- [WHAT TO PRODUCE]: Write out, unchanged, every line from the one containing "# test: mark the shoulder" through the last of the rows below.

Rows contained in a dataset

══════

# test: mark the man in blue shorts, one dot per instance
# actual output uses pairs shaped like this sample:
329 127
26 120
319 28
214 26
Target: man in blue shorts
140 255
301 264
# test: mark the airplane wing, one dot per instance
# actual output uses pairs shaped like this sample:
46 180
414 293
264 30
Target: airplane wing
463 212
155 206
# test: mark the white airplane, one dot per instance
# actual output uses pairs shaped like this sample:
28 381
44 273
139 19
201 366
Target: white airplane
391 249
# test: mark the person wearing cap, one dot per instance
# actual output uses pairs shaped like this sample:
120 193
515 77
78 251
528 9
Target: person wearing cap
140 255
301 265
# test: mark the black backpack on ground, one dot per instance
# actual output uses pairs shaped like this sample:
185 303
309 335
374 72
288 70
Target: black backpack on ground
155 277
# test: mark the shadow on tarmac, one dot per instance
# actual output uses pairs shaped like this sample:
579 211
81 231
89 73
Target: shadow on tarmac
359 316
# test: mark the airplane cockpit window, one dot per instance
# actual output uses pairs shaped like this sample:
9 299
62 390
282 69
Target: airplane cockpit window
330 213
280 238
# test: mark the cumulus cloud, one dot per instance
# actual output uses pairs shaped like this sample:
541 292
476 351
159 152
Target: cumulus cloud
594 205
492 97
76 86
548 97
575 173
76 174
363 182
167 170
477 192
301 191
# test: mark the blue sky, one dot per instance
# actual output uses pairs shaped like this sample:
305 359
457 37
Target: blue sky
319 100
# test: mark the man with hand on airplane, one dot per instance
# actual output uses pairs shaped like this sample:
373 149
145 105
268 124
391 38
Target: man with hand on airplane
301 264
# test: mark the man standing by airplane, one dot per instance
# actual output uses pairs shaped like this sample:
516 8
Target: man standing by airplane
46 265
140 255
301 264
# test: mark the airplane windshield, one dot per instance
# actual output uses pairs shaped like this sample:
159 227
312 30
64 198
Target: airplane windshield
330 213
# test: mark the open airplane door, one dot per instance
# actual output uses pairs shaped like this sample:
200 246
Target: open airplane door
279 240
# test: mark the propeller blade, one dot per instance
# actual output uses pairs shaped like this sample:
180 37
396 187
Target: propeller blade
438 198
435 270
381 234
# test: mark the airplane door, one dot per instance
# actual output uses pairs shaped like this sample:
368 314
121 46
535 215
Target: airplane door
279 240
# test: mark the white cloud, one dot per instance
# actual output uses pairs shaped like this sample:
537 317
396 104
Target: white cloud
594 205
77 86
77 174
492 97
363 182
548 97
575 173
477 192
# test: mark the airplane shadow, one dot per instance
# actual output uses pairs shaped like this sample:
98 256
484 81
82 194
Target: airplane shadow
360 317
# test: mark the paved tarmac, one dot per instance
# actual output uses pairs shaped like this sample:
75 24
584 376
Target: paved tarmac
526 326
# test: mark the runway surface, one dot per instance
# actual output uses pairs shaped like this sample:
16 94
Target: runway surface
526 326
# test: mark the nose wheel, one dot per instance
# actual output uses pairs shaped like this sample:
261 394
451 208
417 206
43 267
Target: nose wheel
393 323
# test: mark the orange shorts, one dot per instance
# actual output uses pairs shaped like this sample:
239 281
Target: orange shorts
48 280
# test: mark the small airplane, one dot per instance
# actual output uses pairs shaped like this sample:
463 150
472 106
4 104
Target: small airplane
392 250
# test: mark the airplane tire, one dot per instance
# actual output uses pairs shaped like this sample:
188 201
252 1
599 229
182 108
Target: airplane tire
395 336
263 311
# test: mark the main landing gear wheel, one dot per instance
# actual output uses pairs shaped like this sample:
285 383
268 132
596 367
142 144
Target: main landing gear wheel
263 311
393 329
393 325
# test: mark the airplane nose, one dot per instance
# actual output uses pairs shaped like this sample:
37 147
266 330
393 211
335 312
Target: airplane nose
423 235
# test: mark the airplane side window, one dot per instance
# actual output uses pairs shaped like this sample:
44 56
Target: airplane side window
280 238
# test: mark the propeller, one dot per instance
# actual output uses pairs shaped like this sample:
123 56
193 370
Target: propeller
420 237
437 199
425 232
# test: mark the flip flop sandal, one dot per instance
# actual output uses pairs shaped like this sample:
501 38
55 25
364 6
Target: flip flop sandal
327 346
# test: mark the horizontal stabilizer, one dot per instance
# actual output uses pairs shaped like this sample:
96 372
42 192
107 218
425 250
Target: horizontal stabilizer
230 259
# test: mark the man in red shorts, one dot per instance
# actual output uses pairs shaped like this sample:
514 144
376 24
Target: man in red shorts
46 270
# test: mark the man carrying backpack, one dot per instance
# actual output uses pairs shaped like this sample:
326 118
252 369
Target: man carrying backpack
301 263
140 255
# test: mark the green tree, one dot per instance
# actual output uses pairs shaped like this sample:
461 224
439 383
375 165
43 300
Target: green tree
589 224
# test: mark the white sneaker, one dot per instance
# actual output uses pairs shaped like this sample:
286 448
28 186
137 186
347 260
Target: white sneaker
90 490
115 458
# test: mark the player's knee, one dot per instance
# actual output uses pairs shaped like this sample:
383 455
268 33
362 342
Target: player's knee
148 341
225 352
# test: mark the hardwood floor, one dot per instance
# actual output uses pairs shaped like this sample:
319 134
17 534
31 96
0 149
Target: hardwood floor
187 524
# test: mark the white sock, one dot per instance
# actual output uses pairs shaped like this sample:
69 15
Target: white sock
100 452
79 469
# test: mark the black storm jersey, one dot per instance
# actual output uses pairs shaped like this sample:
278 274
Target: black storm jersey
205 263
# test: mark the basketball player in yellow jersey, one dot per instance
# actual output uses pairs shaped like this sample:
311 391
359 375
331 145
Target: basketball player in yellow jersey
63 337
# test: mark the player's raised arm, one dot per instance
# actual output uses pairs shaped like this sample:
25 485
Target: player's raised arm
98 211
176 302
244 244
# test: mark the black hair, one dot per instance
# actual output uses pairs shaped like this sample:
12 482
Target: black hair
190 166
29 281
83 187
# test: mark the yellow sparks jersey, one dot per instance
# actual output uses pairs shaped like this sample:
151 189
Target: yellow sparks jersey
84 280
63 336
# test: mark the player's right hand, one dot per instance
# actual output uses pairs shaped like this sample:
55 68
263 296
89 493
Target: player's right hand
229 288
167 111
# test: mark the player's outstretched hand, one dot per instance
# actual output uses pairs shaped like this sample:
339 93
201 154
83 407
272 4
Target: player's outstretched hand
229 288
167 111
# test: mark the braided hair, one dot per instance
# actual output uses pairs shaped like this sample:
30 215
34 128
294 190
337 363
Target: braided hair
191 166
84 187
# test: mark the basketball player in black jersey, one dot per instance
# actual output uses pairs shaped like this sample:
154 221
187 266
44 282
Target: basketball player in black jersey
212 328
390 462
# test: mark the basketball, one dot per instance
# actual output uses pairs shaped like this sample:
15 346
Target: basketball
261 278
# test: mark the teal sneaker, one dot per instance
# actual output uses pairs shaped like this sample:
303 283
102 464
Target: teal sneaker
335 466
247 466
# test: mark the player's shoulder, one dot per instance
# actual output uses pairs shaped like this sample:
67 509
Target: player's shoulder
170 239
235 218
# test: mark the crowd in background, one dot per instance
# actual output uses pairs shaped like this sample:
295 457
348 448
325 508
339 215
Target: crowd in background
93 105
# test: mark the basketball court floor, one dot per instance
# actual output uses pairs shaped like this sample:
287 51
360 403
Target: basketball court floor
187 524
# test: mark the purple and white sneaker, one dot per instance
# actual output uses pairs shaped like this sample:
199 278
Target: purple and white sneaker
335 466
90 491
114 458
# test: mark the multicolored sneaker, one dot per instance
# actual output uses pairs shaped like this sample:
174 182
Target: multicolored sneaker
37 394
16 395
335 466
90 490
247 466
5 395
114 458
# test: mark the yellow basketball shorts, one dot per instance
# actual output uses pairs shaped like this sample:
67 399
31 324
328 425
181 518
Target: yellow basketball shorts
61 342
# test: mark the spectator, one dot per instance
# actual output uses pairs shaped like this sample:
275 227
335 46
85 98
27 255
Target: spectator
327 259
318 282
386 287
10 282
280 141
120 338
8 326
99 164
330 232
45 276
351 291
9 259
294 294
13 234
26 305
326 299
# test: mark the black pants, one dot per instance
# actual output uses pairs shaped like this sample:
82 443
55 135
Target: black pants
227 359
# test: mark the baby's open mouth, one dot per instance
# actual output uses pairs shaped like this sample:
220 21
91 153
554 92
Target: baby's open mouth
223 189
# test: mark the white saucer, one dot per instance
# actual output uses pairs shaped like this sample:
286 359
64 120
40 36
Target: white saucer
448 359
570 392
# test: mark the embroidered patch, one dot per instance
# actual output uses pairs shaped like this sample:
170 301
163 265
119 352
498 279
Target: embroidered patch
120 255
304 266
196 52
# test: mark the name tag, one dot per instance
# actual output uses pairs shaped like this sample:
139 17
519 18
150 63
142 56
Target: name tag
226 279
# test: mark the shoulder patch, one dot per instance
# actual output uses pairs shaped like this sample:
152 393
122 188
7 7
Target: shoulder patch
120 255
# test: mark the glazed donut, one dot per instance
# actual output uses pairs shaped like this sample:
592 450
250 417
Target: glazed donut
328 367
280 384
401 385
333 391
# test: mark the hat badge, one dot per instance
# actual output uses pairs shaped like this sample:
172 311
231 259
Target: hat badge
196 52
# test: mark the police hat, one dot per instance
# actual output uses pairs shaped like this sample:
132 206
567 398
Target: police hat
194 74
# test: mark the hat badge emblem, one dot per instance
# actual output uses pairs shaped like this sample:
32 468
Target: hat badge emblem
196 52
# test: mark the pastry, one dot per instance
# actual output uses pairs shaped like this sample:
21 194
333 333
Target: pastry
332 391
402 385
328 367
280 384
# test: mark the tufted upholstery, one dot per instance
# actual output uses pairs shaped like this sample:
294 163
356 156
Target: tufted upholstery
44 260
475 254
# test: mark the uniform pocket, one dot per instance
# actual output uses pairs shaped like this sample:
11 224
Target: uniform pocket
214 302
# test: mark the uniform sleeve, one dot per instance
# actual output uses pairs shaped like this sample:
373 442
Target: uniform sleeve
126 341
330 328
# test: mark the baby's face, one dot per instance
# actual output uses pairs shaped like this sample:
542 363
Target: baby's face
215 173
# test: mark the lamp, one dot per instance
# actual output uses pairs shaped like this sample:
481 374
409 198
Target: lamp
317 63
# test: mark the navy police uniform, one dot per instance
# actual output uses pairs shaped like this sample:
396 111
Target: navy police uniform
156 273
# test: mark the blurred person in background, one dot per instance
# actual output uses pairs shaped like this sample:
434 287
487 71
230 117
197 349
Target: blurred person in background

══════

- [SOLUTION TO THIS TASK]:
# test: mark the shoulder patch, one dot per instance
# actual output uses pairs shaped like this sample:
152 393
122 188
7 7
Target: shoulder patch
120 255
# test: mark the glazed donut, one dot per instance
# actual output uses pairs shaped like this sample:
592 450
250 417
Target: glazed donut
328 367
280 384
401 385
333 391
# test: mark the hat badge, one dot per instance
# actual output uses pairs shaped like this sample:
172 311
231 259
Target: hat badge
196 52
# test: mark the police hat, one dot per instance
# actual output uses pairs shaped like this sample:
132 206
567 398
Target: police hat
194 74
# test: mark the hat badge emblem, one dot per instance
# actual output uses pairs shaped like this sample:
32 468
Target: hat badge emblem
196 52
# test: mark the pastry, one dot per instance
# actual output uses pairs shaped like this sample:
21 194
333 333
Target: pastry
332 391
402 385
328 367
280 384
# test: mark the tufted upholstery, one dot per instance
# actual output uses pairs shaped like this sample:
294 163
356 156
Target: tufted upholstery
44 260
475 254
# test: mark the uniform pocket, one dot per instance
# actual output uses pairs shaped like this sample:
11 224
Target: uniform pocket
214 302
# test: mark the uniform sleeve, one dot per instance
# actual output uses pairs shaped like this sample:
373 442
Target: uniform sleeve
126 341
330 328
# test: mark the baby's face, one dot per instance
# actual output uses pairs shaped like this sample:
542 363
Target: baby's face
215 173
# test: mark the lamp, one dot per instance
# actual output uses pairs shaped like this sample:
481 374
409 198
Target: lamp
317 63
# test: mark the navy police uniform, one dot per instance
# actual output uses pairs shaped like this sample:
396 111
Target: navy police uniform
156 273
# test: mark the blurred person in background, one dot per instance
# actual output uses pairs shaped like this sample:
434 287
487 71
230 117
197 349
Target: blurred person in background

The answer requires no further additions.